### [MATERIAL FOR THIS EXERCISE]
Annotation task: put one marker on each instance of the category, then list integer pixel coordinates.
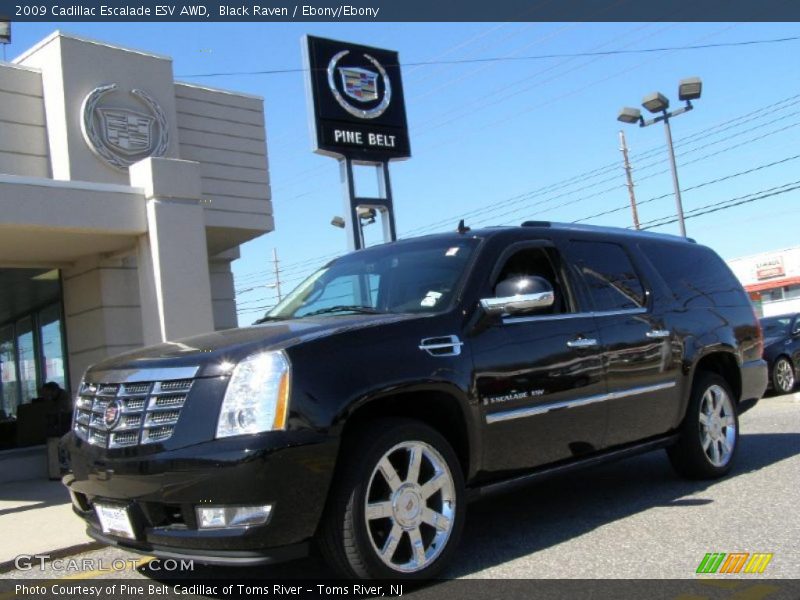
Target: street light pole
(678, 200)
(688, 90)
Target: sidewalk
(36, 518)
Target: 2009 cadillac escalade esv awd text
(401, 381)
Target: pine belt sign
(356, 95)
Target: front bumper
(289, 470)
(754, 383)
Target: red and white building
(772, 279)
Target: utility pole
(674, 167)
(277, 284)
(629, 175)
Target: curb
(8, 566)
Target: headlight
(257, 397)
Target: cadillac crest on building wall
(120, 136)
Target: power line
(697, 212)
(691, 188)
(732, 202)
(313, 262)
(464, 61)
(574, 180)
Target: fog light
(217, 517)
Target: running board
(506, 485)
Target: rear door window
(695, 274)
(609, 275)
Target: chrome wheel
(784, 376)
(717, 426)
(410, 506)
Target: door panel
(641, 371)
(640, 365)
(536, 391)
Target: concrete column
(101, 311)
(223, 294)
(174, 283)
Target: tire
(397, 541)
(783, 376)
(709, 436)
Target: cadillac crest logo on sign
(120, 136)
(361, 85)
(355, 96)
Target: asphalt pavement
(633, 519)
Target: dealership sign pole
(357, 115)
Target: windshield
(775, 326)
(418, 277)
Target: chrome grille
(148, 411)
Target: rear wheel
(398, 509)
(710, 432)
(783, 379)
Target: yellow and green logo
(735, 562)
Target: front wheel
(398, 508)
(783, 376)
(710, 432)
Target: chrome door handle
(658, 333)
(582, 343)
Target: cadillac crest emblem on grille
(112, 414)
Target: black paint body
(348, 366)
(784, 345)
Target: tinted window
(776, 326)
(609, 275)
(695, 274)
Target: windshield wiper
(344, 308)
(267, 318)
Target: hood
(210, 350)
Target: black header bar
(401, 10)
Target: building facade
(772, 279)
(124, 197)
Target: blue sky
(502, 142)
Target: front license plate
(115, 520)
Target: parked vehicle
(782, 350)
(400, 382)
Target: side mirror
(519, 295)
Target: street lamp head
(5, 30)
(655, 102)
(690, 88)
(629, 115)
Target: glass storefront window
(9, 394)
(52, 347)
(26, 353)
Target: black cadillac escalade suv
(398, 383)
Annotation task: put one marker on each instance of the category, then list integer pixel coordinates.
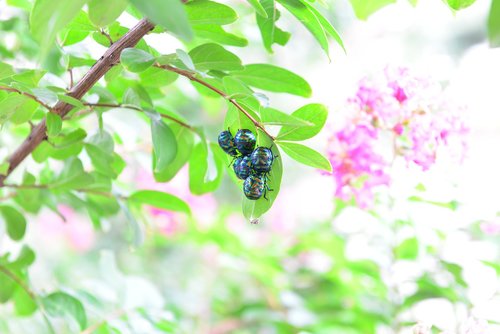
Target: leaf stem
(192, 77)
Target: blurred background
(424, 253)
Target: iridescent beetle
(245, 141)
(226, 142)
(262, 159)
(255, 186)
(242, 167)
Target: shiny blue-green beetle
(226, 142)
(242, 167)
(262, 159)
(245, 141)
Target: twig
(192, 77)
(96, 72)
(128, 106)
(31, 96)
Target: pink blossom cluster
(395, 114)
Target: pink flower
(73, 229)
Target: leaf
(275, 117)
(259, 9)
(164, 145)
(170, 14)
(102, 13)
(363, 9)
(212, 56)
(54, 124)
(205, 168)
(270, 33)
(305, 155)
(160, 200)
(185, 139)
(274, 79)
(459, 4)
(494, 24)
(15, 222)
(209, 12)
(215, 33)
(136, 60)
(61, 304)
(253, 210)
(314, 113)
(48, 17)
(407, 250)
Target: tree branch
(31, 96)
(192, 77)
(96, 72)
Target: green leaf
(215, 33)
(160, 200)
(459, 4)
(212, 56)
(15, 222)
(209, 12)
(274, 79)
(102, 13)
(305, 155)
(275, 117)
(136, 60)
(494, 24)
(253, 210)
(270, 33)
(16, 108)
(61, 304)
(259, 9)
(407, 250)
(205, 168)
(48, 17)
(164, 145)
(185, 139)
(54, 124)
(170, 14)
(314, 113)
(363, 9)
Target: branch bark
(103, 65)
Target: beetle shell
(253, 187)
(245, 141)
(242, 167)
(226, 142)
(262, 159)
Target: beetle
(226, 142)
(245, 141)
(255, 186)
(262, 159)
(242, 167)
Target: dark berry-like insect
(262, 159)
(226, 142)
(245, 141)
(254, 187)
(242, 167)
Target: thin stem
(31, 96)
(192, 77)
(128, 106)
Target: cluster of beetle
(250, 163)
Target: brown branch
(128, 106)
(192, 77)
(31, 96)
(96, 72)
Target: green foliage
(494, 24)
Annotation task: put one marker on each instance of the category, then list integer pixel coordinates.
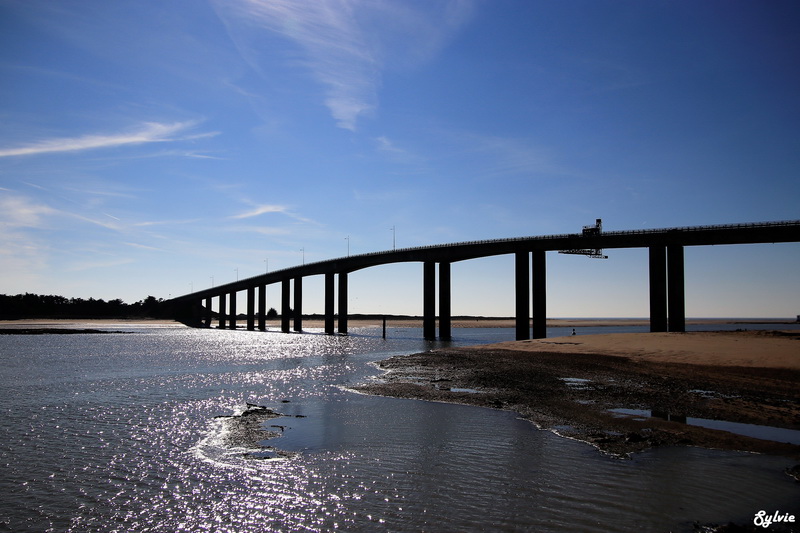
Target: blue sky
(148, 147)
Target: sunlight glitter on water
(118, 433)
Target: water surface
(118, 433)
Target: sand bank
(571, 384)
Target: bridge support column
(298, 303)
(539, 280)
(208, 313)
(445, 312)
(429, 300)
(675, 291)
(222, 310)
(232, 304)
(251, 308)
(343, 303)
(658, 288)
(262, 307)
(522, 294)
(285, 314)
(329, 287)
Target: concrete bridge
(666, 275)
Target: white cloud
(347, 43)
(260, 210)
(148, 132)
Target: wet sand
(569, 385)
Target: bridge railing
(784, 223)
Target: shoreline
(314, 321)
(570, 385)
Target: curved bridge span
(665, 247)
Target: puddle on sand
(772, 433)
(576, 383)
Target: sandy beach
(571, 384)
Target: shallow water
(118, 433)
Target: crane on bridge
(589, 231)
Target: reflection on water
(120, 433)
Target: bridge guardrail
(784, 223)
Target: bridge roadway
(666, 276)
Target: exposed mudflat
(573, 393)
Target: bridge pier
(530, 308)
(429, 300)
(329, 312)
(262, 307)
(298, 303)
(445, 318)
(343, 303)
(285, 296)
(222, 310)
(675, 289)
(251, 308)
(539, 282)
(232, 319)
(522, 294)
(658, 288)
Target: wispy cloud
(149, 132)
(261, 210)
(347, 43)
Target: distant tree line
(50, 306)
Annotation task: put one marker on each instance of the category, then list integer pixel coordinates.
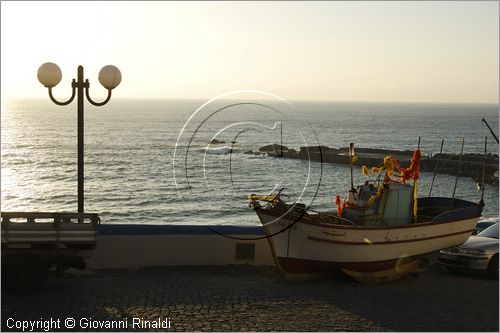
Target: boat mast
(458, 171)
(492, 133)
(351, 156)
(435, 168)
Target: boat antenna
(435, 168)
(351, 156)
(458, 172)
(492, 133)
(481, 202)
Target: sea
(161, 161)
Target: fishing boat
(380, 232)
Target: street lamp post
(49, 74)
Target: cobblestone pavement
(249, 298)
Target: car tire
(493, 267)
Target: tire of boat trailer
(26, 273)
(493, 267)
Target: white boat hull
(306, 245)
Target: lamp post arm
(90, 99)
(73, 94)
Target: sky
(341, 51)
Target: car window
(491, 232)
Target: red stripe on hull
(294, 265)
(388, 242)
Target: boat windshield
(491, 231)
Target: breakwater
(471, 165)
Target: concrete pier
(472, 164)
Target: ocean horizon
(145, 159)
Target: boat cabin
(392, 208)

### [TASK DETAILS]
Copy out, word for word, the lines from the one holding "Target: wispy cloud" through the end of the records, both ends included. Leave the pictures out of your answer.

### [TASK OUTPUT]
Target: wispy cloud
(149, 132)
(261, 210)
(347, 43)
Target: distant tree line
(50, 306)
Annotation task: put one marker on each instance of the category, then list integer pixel coordinates.
Target: boat mast
(458, 171)
(492, 133)
(351, 156)
(435, 168)
Target: boat antenna
(435, 168)
(351, 156)
(458, 172)
(492, 133)
(481, 202)
Target: sea
(161, 161)
Target: fishing boat
(380, 232)
Target: street lamp post
(49, 74)
Target: cobblestone pavement
(249, 298)
Target: car tire
(493, 267)
Target: tire of boat trailer
(26, 273)
(493, 267)
Target: white boat hull
(306, 245)
Target: lamp post arm
(90, 99)
(73, 94)
Target: sky
(341, 51)
Target: car window
(491, 232)
Target: red stripe on hull
(294, 265)
(388, 242)
Target: boat windshield
(491, 231)
Target: breakwater
(471, 165)
Target: concrete pier
(472, 164)
Target: ocean horizon
(145, 159)
Target: boat cabin
(392, 208)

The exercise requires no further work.